Please return the listing below word for word, from the first line to the last.

____________________

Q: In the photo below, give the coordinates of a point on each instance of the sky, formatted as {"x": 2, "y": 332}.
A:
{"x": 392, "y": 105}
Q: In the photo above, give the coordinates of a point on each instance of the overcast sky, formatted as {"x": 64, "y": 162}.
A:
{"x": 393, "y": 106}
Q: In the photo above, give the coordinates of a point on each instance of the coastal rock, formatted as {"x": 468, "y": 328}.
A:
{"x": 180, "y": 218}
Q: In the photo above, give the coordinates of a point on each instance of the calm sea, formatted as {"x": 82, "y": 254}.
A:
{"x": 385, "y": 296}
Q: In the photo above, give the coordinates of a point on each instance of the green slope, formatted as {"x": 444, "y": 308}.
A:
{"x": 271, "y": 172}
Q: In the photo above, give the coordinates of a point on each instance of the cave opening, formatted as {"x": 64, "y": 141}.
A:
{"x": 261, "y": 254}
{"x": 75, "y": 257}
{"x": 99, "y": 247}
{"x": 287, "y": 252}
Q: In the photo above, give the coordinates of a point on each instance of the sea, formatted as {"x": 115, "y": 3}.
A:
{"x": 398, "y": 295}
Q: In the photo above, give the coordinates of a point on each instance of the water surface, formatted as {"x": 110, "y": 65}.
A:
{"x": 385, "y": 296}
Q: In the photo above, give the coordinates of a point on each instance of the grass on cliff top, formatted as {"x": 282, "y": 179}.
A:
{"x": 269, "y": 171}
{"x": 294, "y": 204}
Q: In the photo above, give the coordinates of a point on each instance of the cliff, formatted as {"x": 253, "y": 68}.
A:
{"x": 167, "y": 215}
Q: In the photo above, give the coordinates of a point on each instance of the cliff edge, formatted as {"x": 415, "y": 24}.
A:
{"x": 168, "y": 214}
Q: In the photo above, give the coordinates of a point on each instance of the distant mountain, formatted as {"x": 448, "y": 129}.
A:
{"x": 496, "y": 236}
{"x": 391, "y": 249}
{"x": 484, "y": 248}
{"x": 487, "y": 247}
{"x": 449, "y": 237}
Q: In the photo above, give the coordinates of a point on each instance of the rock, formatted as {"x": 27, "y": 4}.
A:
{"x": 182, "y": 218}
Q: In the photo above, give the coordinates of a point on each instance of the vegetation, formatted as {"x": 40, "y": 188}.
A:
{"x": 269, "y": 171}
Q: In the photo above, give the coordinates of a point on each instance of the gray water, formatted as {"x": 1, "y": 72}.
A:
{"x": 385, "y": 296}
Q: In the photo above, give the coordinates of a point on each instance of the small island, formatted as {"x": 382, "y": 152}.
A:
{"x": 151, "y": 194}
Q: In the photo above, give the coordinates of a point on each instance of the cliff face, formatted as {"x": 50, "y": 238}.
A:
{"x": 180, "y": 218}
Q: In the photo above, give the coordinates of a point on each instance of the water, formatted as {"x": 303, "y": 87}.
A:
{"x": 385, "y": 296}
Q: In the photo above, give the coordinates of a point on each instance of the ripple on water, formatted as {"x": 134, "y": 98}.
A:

____________________

Full response:
Q: In the photo below, give the coordinates of a point on each instance of the sky, formatted as {"x": 2, "y": 332}.
A:
{"x": 392, "y": 105}
Q: In the photo above, give the coordinates of a point on each instance of the overcast sky, formatted as {"x": 64, "y": 162}.
A:
{"x": 393, "y": 106}
Q: In the photo above, give the coordinates of a point on each instance of the coastal rock, formatted as {"x": 468, "y": 328}.
A:
{"x": 180, "y": 218}
Q: In the photo above, give the coordinates of a point on each instance of the calm sea, formatted as {"x": 82, "y": 254}.
A:
{"x": 385, "y": 296}
Q: In the photo above, give the coordinates of a point on each instance of the green slope, formatted as {"x": 444, "y": 308}.
A:
{"x": 271, "y": 172}
Q: In the photo above, give the coordinates of a point on each instance of the cave opening, formatted as {"x": 64, "y": 141}.
A:
{"x": 261, "y": 254}
{"x": 75, "y": 257}
{"x": 99, "y": 247}
{"x": 287, "y": 252}
Q: In the photo above, give the coordinates of a point on each instance of the sea, formatted as {"x": 115, "y": 3}.
A:
{"x": 398, "y": 295}
Q: In the photo above, give the coordinates of a point on each instance of the water surface, formatted as {"x": 110, "y": 65}.
A:
{"x": 385, "y": 296}
Q: In the photo above, give the coordinates of a point on each instance of the grass on cliff top, formatted as {"x": 282, "y": 179}.
A:
{"x": 269, "y": 171}
{"x": 294, "y": 204}
Q: In the photo above, give the coordinates of a point on each instance of the cliff, formatted as {"x": 253, "y": 68}.
A:
{"x": 167, "y": 215}
Q: In the photo above, give the coordinates of a point on each instance of the cliff edge, formatted as {"x": 415, "y": 24}.
A:
{"x": 168, "y": 214}
Q: In the photo above, give the coordinates of a point on each instance of the distant mountain, formatted as {"x": 448, "y": 129}.
A:
{"x": 496, "y": 236}
{"x": 391, "y": 249}
{"x": 484, "y": 248}
{"x": 487, "y": 247}
{"x": 449, "y": 237}
Q: In the photo above, give the coordinates of a point on each instance of the rock, formatted as {"x": 27, "y": 4}.
A:
{"x": 182, "y": 218}
Q: In the photo above, give the coordinates of a point on each instance of the vegetation, formatted as {"x": 40, "y": 188}.
A:
{"x": 269, "y": 171}
Q: In the photo above, give the coordinates of a point on each instance of the gray water, formatted as {"x": 1, "y": 72}.
A:
{"x": 385, "y": 296}
Q: In the photo above, give the coordinates of a point on each instance of the small island, formatted as {"x": 382, "y": 152}.
A:
{"x": 151, "y": 194}
Q: In the photo above, give the coordinates of a point on each instance of the cliff face, formatted as {"x": 50, "y": 238}.
A:
{"x": 180, "y": 218}
Q: In the photo above, give the coordinates of a point on each instance of the water, formatted as {"x": 303, "y": 87}.
A:
{"x": 385, "y": 296}
Q: In the photo above, give the coordinates of a point on each instance of the ripple on water, formatted as {"x": 134, "y": 98}.
A:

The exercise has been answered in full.